__Task to complete__
Retype the listing that follows, exactly as written.

[Location identification items]
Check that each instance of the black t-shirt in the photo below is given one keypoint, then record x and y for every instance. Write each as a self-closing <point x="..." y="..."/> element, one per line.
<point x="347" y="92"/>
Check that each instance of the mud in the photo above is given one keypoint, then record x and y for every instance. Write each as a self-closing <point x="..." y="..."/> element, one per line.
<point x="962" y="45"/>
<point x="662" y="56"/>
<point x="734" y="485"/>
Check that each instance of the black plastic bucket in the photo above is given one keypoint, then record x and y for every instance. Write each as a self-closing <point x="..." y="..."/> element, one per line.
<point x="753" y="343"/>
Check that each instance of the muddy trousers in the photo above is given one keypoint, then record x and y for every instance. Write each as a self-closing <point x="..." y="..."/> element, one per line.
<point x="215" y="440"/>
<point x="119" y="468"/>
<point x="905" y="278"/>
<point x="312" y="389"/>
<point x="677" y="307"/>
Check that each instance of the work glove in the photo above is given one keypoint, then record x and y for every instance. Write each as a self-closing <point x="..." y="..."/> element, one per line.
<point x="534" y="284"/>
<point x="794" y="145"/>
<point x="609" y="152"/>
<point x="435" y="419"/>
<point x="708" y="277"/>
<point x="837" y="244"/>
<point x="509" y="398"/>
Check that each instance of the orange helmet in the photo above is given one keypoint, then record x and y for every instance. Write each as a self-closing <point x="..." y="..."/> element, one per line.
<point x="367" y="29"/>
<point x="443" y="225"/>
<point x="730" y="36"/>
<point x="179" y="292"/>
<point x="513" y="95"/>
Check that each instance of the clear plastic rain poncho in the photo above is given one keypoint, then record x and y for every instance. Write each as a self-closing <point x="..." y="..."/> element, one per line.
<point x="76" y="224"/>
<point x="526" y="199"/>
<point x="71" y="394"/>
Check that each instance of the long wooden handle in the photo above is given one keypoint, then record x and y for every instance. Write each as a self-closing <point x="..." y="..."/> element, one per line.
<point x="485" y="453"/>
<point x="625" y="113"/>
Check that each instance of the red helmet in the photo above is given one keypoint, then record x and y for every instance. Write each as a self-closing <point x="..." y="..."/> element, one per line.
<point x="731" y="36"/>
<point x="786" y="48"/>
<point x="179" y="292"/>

__Final result__
Check that each instance of the black t-shirt in the photo below is given one keypoint, then record x and y for every instance. Write each as a self-closing <point x="..." y="..."/> element, one per line.
<point x="347" y="92"/>
Check that each instance of the mud in the photo above is given one keypoint, then record x and y for every instance. Write each as a self-closing <point x="..." y="..."/> element, one per line.
<point x="962" y="45"/>
<point x="662" y="56"/>
<point x="734" y="485"/>
Check that each instance of the black plastic bucket in the photo above is given one keypoint, then record x and y for every instance. Write each as a self-closing <point x="..." y="..."/> element, one per line.
<point x="753" y="343"/>
Check that each instance of the muddy trousers in the photo above is given one keypoint, then record x and y for every instance. Write each as a self-closing <point x="..." y="..."/> element, one per line.
<point x="215" y="440"/>
<point x="119" y="468"/>
<point x="905" y="278"/>
<point x="312" y="389"/>
<point x="677" y="307"/>
Check that each instance of the work glove in the photo above is given one keypoint, then record x and y for every instance. Write each as a self-closing <point x="..." y="..."/> element, one per line.
<point x="534" y="284"/>
<point x="794" y="145"/>
<point x="609" y="152"/>
<point x="435" y="419"/>
<point x="708" y="277"/>
<point x="837" y="244"/>
<point x="509" y="398"/>
Check that each instance of the orange helmet in the photo above is given one keypoint, then record x and y for every instance. Write each as a self-closing <point x="..." y="..."/> element, one per line.
<point x="367" y="29"/>
<point x="443" y="225"/>
<point x="730" y="36"/>
<point x="179" y="292"/>
<point x="513" y="95"/>
Check that each instance of the clear plastic rain poncho in the photo above is given one keypoint, then record x and y for every instance. Write each as a self-closing <point x="..." y="..."/> element, one per line.
<point x="76" y="224"/>
<point x="526" y="199"/>
<point x="71" y="394"/>
Check that each instance of the long wooden handle in the photo above is given one keypoint, then record x and y for every instance. Write each as a self-closing <point x="..." y="..."/> element, one per line.
<point x="485" y="453"/>
<point x="625" y="113"/>
Check that each instance of the red helmet in the photo above is given one keypoint, then record x and y for every instance. Write each as a self-closing <point x="..." y="..."/> element, one per line.
<point x="731" y="36"/>
<point x="786" y="48"/>
<point x="179" y="292"/>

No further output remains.